> Entries shown:
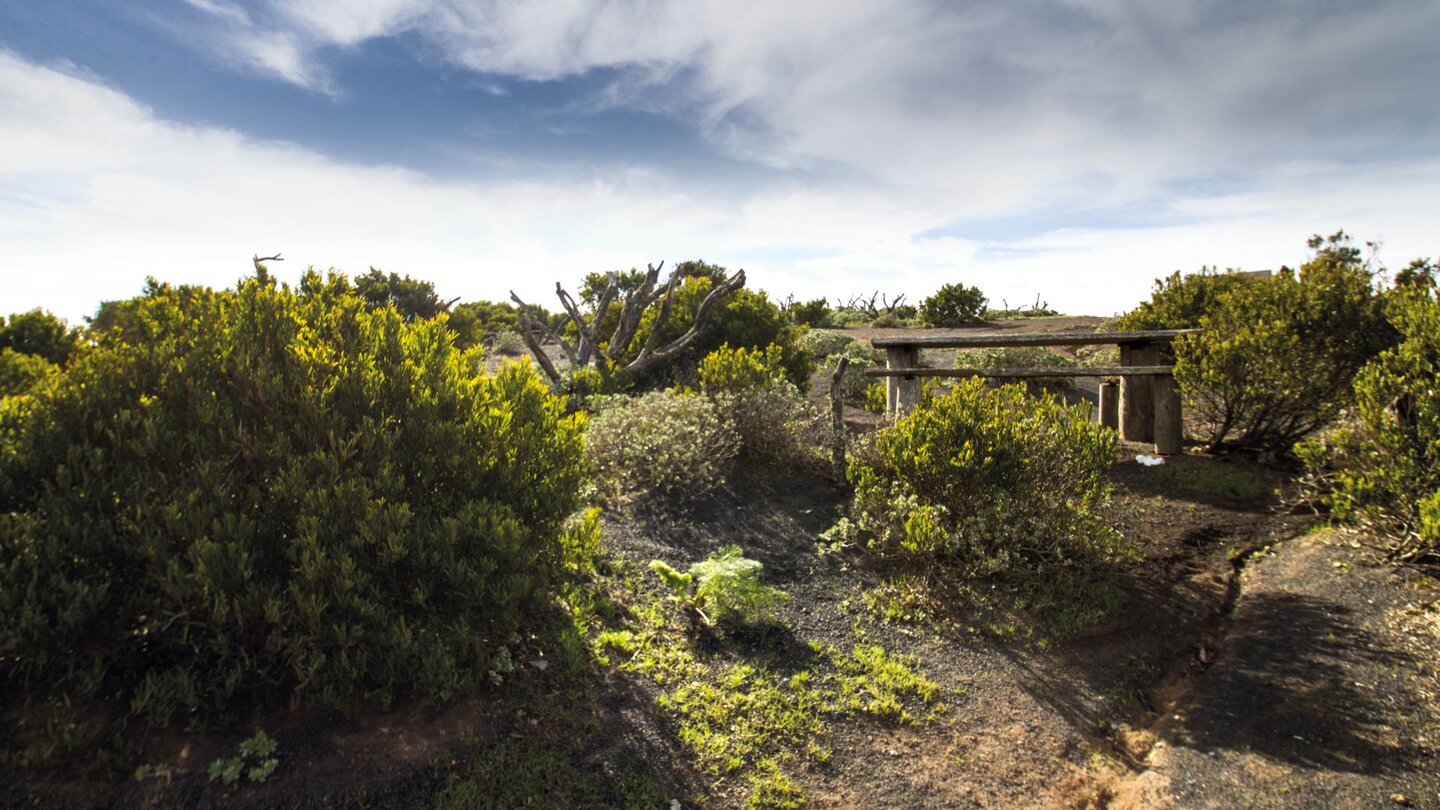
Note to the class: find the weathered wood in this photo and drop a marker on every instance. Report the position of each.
(837, 418)
(902, 389)
(1034, 339)
(1170, 430)
(1136, 404)
(1110, 405)
(1020, 374)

> The request:
Render the rows above as a numbered list with one line per item, skipping any blank lines. Leave the picture out of the list.

> Output below:
1. Note to the class: find the weathered wood in this photo and drop a marker on every instance. Report the position of each.
2. (837, 418)
3. (902, 389)
4. (1034, 339)
5. (1170, 430)
6. (1136, 404)
7. (1110, 405)
8. (1020, 374)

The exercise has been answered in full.